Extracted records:
--------------------------------

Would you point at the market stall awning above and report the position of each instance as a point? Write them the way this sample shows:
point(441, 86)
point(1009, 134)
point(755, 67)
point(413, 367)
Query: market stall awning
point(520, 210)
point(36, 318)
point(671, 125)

--------------------------------

SHORT TASK: Write out all of the lines above again, requests included, and add 44 to each coordinate in the answer points. Leave the coordinates in the sample format unchanged.

SOLUTION TO THIS TASK:
Would you point at the market stall awning above and report the position of each instance as a point? Write them the way this sample shows:
point(441, 86)
point(1009, 134)
point(755, 67)
point(413, 367)
Query: market stall awning
point(564, 254)
point(80, 362)
point(715, 169)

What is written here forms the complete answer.